== TEXTO SELECCIONADO ==
El desinterés por lo político constituye una invitación a los diferentes tipos de tiranía e injusticia distributiva. La ética cívica es un complemento necesario del sistema de derechos en una democracia liberal. Es desde esta perspectiva que sugería – al final del apartado sobre el pensamiento de Walzer – que para el liberal era preciso constituir espacios públicos al interior de “instituciones intermedias” en las que pudiese manifestar con otros ciudadanos sus puntos de vista y generar alguna clase de influencia en las políticas públicas. Desde una concepción puramente procedimental de la justicia no puede vislumbrarse la importancia de los bienes comunes y del ‘sentido de comunidad’: desde un enfoque atomista no hay comunidades, solamente asociaciones construidas a partir de una visión instrumental de la racionalidad práctica. Sin una interpretación hermenéutica de lo social el liberalismo queda atrapado en el individualismo craso.
===
== EXTRACTOS DE DATOS ==
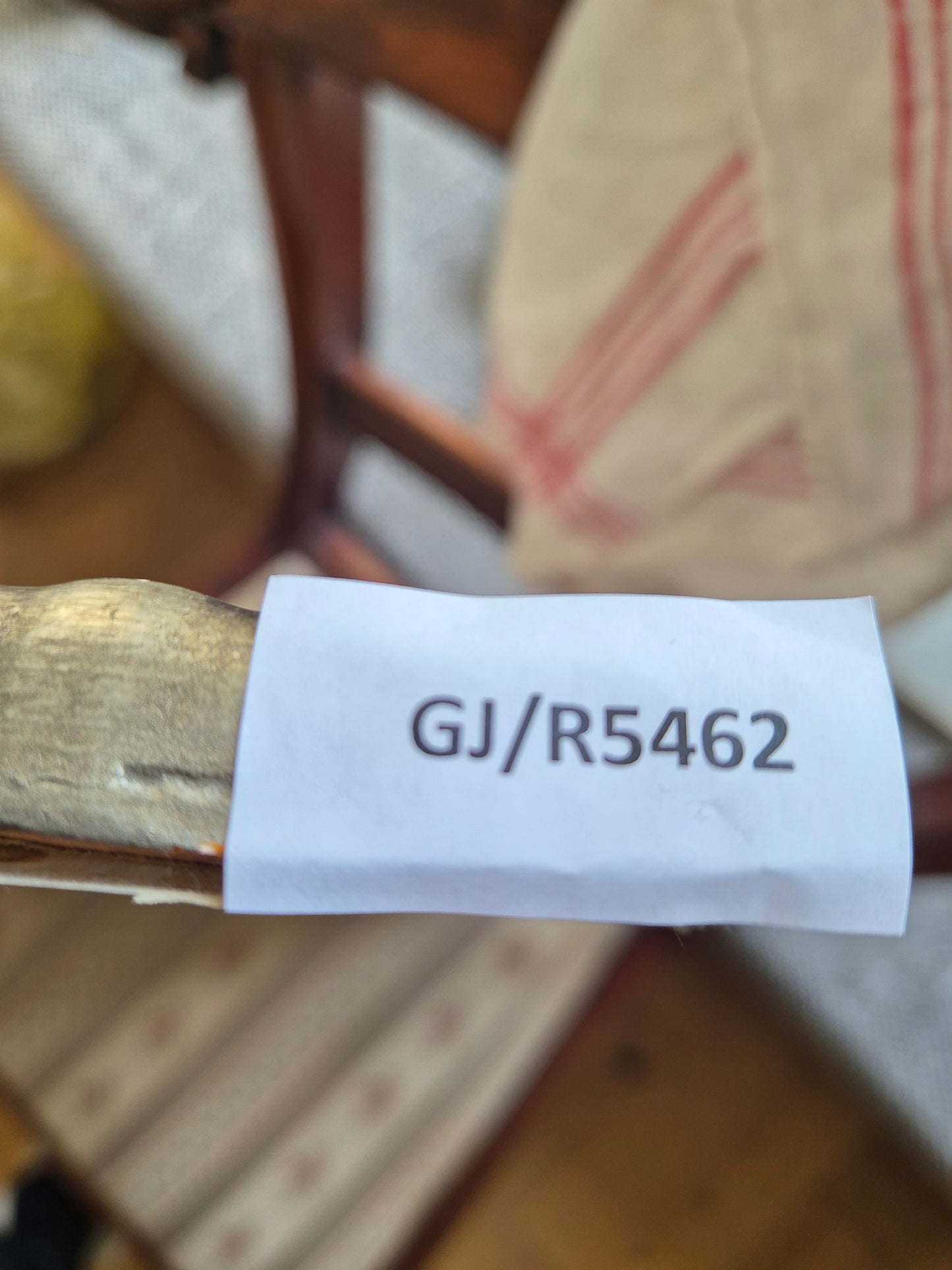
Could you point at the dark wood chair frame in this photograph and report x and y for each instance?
(306, 65)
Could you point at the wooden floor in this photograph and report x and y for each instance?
(693, 1128)
(698, 1130)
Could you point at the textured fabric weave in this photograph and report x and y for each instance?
(723, 310)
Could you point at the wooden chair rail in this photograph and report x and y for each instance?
(459, 457)
(120, 709)
(472, 59)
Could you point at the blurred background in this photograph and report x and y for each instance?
(734, 1100)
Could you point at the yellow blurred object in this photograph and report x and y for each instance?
(65, 364)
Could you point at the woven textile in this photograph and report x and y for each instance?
(256, 1094)
(723, 309)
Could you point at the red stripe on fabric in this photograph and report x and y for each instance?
(556, 461)
(737, 231)
(775, 468)
(597, 517)
(587, 360)
(704, 310)
(907, 245)
(540, 420)
(939, 201)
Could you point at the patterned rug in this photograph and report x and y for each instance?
(264, 1094)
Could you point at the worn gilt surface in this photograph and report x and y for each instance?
(120, 707)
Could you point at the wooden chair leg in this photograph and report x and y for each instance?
(310, 130)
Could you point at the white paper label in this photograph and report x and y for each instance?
(632, 759)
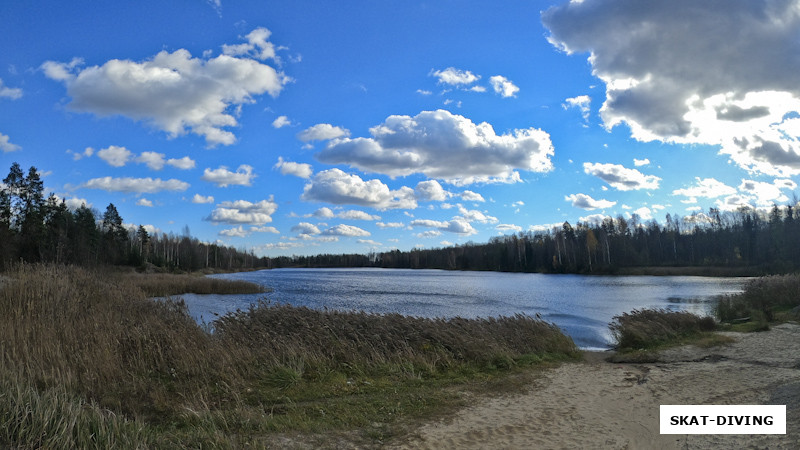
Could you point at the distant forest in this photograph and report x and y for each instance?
(747, 239)
(38, 229)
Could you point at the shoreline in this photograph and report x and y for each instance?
(598, 404)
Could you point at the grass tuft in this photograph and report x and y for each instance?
(105, 367)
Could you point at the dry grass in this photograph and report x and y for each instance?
(649, 328)
(761, 300)
(87, 361)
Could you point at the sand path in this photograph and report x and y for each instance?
(596, 404)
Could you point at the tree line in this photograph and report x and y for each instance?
(38, 229)
(746, 238)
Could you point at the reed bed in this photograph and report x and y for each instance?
(88, 361)
(761, 300)
(648, 328)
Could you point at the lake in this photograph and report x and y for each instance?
(581, 305)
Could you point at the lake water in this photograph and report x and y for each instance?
(582, 306)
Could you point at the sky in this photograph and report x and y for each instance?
(298, 128)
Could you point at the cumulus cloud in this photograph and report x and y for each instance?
(445, 146)
(455, 77)
(322, 132)
(582, 102)
(345, 230)
(503, 86)
(301, 170)
(586, 202)
(244, 212)
(620, 177)
(7, 92)
(339, 188)
(281, 121)
(240, 231)
(223, 177)
(184, 163)
(765, 194)
(135, 185)
(175, 92)
(508, 227)
(674, 71)
(115, 156)
(200, 199)
(357, 215)
(706, 188)
(469, 196)
(457, 226)
(306, 228)
(6, 146)
(431, 190)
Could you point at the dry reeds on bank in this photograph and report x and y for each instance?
(80, 350)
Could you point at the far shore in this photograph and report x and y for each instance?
(598, 404)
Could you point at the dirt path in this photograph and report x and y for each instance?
(597, 404)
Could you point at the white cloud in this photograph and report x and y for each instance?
(324, 212)
(586, 202)
(431, 190)
(281, 121)
(235, 232)
(357, 215)
(306, 228)
(345, 230)
(458, 226)
(6, 146)
(469, 196)
(339, 188)
(674, 72)
(390, 225)
(455, 77)
(582, 102)
(506, 227)
(7, 92)
(153, 160)
(89, 151)
(503, 86)
(223, 177)
(707, 188)
(73, 203)
(201, 199)
(292, 168)
(184, 163)
(322, 132)
(115, 156)
(257, 46)
(594, 219)
(765, 194)
(473, 215)
(135, 185)
(174, 92)
(620, 177)
(244, 212)
(445, 146)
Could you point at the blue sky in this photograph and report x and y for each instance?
===
● **ENUNCIADO DEL EJERCICIO**
Prolonga el texto sobre la ética cívica y el liberalismo a partir de su última oración.

● **RESPUESTA AL PROBLEMA**
La política liberal requiere de escenarios abiertos a la deliberación pública y a la interacción ciudadana: espacios en los que podamos compartir asignar y repartir bienes sociales, y defender el equilibrio institucional. Aquí aparece con toda su fuerza el concepto de sociedad civil. Sus instituciones son espacios que median entre el Estados y los individuos, que permiten a estos generar y discutir programas comunes y formas de fiscalización respecto de la administración estatal del poder. Espacios para el diálogo y la crítica social. Las universidades, los colegios profesionales, ciertas Organizaciones No Gubernamentales y grupos de reflexión, comunidades cívicas y religiosas de diverso cuño (siempre y cuando sean instituciones abiertas al diálogo sin restricción). Algunas de estas instituciones son ya por sí mismas comunidades distributivas, en las que el saber, la gracia o los méritos son bienes a repartir e intercambiar. Son, a su vez, instituciones que pueden vigilar acerca de la distribución justa del poder.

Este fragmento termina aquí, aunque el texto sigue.